▶ [EXCERPT PROVIDED]
Start of Block

For more Kemetic perspectives on being called to an unusual path, visit this link to check out the Kemetic Roundtable.

Day of Making Health and Long Life

III Peret 14: The Day of Making Health and Long Life

In a world as fast paced as ours, it is easy to forget to take time for ourselves. We have so many responsibilities – making money, paying bills, caring for family members, keeping informed on current events – that our own well being is sometimes the last priority.

Today, make yourself your first priority.

Take care of your body. Feed your ka. Check in with yourself.

If you have a medical need, try to make that appointment. If it’s been a while since you had something frivolous that you love, now’s a good time. If you think that there’s something you can do to better your quality of life, start moving toward it.

End of Block

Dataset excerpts
Start of Block

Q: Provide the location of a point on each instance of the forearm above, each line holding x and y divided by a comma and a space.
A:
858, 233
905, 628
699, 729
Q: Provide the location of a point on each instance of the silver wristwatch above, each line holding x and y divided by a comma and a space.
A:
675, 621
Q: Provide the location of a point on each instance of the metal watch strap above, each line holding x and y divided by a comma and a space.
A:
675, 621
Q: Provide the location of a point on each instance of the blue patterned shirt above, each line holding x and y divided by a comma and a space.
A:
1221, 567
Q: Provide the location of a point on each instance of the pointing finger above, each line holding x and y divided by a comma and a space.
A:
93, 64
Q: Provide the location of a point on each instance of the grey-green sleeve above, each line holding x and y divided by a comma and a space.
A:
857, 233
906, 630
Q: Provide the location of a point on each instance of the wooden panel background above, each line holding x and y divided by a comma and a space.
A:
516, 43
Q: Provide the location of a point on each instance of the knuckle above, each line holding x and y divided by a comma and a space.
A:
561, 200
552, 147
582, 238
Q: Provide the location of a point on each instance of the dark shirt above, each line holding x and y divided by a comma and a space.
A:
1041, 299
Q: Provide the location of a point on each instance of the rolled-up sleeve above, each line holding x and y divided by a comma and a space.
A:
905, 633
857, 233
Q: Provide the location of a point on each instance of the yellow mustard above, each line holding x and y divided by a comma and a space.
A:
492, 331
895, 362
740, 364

End of Block

▶ [WORK REQUEST]
Extend the text on the Day of Making Health and Long Life, picking up after its last sentence.

▶ [EXERCISE ANSWER]
Self-care comes in many forms. It is going to be different for everyone. Some people self-care by stopping, and just letting life be. Some self-care by keeping a structure that defines their days. Some self-care by eating candy; some only eat foods they know will be good for their health. Some people need reminders to take care of themselves.

Today, I plan to go to work, and to come home and honor myself. Magic accompanied by practical action: making medical appointments, accompanied by a heka to “make health and long life” with Sekhmet. Offerings of my favorite foods, to myself. Affirmative statements arranged to by a hymn, to myself. Dressing to the nines, because that is what makes me feel good. Spending time with my temple family, because they make me feel good.

How do you self-care? How do you feed your ka?

You can see more of our discussion here, on tumblr.

Relevant Reading:

Worshipping Yourself,” by The Twisted Rope.

Making Health and Long  Life,” by Sobeq.

My tumblr tag for this holiday.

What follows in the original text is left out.